>> BEGIN RECORDS SHOWN
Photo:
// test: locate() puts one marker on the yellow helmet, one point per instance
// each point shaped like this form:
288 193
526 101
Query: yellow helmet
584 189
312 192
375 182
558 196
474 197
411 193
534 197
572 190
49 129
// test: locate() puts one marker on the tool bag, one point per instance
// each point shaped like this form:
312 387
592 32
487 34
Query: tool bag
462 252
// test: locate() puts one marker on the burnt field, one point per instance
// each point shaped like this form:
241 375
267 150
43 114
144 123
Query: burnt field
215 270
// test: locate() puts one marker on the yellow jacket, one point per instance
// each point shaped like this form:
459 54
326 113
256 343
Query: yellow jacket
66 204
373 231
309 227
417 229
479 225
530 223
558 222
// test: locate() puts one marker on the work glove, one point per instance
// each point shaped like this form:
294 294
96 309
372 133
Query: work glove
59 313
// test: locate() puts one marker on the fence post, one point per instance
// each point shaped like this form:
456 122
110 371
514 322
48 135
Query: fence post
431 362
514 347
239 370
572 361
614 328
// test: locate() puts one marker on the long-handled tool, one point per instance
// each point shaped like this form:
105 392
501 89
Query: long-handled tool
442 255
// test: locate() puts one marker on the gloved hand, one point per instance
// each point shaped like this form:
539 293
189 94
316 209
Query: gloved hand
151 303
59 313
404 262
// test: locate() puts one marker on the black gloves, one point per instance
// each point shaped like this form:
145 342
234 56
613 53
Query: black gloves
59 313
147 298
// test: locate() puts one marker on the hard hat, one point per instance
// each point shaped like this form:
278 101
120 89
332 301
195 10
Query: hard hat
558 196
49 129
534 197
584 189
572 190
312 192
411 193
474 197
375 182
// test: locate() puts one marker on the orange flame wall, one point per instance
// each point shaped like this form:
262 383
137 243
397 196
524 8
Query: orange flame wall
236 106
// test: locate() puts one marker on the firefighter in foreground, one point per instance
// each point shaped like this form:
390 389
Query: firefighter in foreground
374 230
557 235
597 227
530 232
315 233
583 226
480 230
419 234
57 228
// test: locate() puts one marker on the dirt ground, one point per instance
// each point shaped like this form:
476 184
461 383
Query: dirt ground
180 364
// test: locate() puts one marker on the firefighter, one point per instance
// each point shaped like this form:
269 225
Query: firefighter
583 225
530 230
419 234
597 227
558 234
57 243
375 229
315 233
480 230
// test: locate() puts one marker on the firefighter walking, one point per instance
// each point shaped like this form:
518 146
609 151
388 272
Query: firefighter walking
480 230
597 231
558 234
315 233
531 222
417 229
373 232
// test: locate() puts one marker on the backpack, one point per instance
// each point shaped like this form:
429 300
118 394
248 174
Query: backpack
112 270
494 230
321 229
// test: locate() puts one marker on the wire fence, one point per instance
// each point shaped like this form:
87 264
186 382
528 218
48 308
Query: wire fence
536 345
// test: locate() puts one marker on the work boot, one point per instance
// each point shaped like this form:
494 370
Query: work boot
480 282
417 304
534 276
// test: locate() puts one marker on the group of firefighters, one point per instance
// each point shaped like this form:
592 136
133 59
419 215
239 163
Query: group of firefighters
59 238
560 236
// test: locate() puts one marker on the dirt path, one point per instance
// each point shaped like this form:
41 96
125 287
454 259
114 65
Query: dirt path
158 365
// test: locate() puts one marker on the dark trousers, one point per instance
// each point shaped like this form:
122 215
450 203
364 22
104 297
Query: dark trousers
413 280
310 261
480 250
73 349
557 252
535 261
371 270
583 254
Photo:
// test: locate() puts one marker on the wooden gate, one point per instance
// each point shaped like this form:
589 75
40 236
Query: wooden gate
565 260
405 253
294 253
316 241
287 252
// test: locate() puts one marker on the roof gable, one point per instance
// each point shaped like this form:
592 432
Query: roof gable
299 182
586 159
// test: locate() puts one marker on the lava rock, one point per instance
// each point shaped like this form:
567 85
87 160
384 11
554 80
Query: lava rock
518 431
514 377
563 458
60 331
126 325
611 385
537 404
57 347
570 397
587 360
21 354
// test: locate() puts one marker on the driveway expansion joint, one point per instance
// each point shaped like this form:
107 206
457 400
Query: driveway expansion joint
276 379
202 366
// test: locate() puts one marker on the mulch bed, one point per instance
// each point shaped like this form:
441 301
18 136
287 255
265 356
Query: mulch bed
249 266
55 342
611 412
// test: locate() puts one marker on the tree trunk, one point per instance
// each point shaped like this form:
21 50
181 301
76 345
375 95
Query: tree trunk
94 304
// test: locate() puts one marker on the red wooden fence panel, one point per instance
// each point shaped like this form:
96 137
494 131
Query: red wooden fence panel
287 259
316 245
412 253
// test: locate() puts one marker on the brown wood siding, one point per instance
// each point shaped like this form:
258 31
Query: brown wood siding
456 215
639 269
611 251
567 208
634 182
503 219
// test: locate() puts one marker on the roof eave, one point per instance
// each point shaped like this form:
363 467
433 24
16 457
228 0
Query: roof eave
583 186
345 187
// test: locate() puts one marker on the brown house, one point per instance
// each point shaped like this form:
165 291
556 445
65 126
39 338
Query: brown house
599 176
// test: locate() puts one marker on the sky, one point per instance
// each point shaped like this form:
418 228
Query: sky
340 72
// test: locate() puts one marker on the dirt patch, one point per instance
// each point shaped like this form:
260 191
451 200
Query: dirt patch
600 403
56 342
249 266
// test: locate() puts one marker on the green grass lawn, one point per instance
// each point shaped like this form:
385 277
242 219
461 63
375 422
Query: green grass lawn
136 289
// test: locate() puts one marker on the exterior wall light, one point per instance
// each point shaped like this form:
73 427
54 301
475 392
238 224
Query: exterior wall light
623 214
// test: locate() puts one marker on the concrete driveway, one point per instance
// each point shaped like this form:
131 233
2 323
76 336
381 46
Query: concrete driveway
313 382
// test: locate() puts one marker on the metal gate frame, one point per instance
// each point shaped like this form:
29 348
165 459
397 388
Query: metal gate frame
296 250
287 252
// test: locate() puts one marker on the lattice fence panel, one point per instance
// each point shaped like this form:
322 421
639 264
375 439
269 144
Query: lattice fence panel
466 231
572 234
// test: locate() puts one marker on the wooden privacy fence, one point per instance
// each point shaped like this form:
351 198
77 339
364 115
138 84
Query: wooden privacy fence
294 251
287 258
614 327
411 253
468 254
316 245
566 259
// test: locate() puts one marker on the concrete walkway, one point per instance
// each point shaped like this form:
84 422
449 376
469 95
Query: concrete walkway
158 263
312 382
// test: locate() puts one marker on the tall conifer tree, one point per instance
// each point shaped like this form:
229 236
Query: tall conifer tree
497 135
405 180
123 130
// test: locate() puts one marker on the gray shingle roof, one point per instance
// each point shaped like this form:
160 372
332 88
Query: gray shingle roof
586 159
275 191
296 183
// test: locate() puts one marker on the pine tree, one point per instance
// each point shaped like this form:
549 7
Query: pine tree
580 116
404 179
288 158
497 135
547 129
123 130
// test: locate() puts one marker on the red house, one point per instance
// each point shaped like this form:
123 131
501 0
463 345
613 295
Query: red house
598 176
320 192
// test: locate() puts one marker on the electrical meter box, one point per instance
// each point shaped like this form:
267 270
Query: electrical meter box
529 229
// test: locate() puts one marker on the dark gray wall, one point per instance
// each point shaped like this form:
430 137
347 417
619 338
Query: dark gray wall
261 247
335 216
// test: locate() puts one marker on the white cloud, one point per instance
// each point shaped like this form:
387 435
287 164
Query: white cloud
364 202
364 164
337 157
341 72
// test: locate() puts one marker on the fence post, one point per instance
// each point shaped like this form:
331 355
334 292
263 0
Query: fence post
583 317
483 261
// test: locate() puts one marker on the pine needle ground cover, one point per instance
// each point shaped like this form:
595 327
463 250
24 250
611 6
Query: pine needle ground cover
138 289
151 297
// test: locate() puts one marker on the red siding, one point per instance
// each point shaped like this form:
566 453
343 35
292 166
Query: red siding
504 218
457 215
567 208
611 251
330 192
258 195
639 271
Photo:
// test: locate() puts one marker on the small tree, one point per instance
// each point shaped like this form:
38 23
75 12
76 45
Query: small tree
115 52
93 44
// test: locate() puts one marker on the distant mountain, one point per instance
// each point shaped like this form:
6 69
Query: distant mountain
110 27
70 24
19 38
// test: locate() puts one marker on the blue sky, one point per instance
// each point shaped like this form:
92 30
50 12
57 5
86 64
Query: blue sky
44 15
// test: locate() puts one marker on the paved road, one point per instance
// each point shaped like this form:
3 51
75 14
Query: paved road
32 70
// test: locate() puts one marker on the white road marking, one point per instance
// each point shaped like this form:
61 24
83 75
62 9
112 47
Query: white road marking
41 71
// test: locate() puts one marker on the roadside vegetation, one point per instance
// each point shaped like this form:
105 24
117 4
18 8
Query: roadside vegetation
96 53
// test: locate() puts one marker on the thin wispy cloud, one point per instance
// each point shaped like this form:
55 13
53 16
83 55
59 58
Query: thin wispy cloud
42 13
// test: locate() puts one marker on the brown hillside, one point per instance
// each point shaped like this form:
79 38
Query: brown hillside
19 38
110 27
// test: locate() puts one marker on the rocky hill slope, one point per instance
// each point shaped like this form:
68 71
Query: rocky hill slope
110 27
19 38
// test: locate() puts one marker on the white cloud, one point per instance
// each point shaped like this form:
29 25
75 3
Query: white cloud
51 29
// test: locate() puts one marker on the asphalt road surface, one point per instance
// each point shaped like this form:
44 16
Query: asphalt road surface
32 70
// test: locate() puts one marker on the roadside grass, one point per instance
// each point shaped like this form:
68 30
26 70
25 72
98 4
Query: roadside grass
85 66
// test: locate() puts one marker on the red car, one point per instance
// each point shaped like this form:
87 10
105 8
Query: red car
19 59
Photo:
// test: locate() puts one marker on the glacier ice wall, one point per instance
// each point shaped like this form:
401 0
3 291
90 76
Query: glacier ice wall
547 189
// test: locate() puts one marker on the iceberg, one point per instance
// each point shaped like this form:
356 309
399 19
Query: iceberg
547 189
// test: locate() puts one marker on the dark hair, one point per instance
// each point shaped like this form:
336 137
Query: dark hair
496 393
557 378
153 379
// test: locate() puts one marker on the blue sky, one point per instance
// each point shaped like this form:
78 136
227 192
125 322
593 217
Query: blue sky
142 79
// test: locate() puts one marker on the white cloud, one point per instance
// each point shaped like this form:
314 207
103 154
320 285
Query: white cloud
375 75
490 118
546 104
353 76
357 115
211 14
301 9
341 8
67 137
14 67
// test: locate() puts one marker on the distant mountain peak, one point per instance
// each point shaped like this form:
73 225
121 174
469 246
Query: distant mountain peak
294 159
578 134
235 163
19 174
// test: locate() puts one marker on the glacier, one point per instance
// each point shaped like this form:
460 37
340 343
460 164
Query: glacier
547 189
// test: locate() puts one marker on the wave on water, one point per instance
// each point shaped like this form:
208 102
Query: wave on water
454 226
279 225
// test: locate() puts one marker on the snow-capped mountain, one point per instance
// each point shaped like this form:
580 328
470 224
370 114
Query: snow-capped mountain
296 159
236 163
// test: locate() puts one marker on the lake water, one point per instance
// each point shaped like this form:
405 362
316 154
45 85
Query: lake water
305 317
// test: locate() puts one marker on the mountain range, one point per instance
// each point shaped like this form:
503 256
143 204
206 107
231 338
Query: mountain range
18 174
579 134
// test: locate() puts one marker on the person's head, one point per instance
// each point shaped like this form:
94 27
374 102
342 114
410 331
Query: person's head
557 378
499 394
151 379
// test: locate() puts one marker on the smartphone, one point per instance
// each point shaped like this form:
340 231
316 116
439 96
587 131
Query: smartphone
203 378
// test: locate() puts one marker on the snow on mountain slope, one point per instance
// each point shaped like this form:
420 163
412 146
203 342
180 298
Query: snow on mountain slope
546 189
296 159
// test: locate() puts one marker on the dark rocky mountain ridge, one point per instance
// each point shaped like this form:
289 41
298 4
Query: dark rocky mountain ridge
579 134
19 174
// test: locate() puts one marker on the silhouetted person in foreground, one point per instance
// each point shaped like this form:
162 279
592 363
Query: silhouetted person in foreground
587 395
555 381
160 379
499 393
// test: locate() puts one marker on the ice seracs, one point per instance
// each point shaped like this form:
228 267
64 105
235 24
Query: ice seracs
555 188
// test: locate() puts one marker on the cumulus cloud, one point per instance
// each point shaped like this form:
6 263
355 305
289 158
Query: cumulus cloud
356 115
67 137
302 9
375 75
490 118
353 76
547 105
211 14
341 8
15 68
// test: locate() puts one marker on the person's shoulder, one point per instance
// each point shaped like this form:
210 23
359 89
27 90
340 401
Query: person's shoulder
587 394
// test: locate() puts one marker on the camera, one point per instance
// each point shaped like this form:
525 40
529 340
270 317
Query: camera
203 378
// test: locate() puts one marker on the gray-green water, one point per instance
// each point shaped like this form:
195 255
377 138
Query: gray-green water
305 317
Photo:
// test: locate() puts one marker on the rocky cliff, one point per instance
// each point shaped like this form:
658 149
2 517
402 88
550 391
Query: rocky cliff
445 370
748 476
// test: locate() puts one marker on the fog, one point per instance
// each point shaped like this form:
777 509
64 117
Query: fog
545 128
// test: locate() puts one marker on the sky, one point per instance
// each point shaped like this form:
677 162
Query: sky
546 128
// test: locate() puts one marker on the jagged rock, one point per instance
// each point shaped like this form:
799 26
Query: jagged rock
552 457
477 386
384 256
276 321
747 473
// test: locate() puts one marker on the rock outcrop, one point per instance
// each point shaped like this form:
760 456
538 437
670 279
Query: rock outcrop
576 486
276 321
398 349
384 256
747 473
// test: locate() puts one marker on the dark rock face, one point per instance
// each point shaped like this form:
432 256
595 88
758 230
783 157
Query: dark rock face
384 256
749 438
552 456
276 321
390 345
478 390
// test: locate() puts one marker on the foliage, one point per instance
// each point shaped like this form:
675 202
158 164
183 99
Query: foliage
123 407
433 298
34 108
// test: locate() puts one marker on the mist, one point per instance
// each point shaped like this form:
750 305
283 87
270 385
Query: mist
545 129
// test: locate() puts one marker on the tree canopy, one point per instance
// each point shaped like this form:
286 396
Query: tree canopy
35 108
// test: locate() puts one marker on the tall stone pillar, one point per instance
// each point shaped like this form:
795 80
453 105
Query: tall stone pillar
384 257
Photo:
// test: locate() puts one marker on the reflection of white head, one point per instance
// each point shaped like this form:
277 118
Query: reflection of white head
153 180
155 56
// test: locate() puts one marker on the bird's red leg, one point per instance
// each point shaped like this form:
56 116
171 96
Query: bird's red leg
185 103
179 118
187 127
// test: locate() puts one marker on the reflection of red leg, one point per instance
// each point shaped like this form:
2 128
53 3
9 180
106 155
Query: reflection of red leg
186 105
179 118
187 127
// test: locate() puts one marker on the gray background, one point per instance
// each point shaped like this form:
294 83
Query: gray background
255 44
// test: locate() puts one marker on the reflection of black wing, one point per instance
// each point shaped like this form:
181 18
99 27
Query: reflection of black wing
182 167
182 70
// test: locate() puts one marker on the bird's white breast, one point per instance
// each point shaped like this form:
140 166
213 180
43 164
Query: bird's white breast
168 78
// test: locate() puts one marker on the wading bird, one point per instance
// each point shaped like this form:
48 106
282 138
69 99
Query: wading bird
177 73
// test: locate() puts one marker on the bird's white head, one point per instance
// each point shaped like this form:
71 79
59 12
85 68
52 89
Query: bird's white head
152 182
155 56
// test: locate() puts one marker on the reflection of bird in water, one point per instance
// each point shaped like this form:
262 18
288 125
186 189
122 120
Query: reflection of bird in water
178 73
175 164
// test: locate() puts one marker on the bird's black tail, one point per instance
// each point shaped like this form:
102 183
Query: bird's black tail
>> END RECORDS SHOWN
GIVEN EXERCISE
Copy out the lines starting at the one containing "bird, one point per instance" and ending with the last line of the entries. Include nothing else.

EXERCISE RESPONSE
// test: locate() puts one marker on the wading bird, one point per instance
// each point shaped like this form:
48 106
282 138
69 99
Query: wading bird
177 73
// test: locate() puts one marker on the bird's white head, one point per instance
// each point shaped like this form:
71 79
59 12
85 68
52 89
Query: bird's white head
152 182
155 56
// test: locate() puts one marker on the reflection of bird in water, one point per instance
// each point shaped like this form:
262 18
288 125
186 189
122 120
Query: reflection of bird in water
178 73
175 164
// test: locate() puts one marker on the bird's black tail, one point per instance
// each point shaped like this form:
102 183
Query: bird's black tail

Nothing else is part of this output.